Quote the data below word for word, omitting the pictures.

EXTRACTED DATA:
- - - -

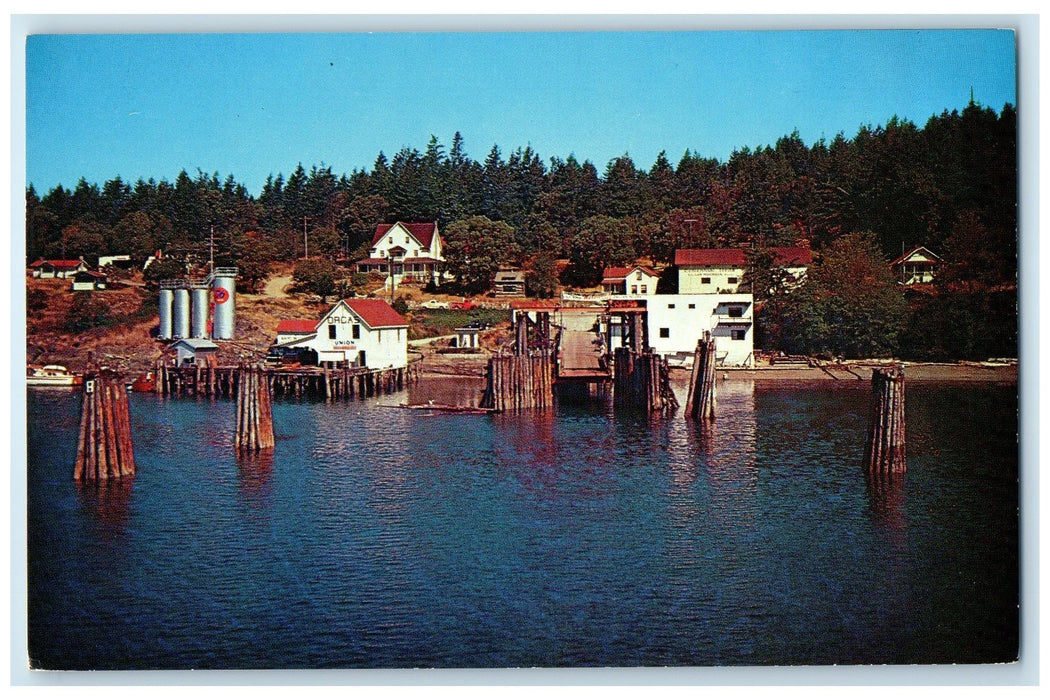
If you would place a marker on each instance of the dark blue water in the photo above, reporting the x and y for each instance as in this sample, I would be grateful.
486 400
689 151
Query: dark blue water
381 537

- - - -

FINAL RESULT:
If you would place a marker on each instance of the dark blue water in the photo above, reporting the x and y for each instance as in this sample, I would be grateful.
486 400
689 151
Query: dark blue water
381 537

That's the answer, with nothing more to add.